Reproduce the listing below with every occurrence of "Target" swapped for "Object", leaving everything else unchanged.

-- start --

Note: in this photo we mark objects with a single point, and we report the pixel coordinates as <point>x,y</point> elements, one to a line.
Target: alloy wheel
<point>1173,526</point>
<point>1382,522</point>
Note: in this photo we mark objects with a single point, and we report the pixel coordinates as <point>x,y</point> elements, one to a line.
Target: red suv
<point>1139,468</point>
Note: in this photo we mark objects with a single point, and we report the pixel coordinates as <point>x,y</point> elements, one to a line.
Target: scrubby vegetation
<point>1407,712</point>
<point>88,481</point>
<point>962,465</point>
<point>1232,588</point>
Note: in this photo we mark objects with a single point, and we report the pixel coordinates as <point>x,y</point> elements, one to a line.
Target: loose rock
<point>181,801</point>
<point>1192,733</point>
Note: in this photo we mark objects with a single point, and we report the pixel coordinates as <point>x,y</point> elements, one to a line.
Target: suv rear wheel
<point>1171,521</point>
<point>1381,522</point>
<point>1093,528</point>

-- end --

- Answer to this exercise -
Note: in this photo we mark objects with a single point, and we report the pixel coordinates as <point>x,y</point> elements, one to a line.
Object: alloy wheel
<point>1173,526</point>
<point>1382,522</point>
Note: in this photo we mark objects with a single point, and we report the pixel coordinates as <point>x,y</point> elements, one to a line.
Object: red suv
<point>1139,468</point>
Note: in this photo we mark objects with a single point, and we report the pixel coordinates as <point>x,y</point> elements, one to a line.
Object: scrubby vegetation
<point>1407,712</point>
<point>88,481</point>
<point>962,465</point>
<point>1232,588</point>
Note: in this photo we mark objects with a single point, and we report the pixel coordinates as <point>x,y</point> elements, one to a line.
Object: loose rock
<point>181,801</point>
<point>1192,733</point>
Note: in this photo we mark objects with a single point, and we report the pixel coordinates as <point>x,y</point> elements, one to a line.
Object: suv rear wheel
<point>1171,521</point>
<point>1381,522</point>
<point>1093,528</point>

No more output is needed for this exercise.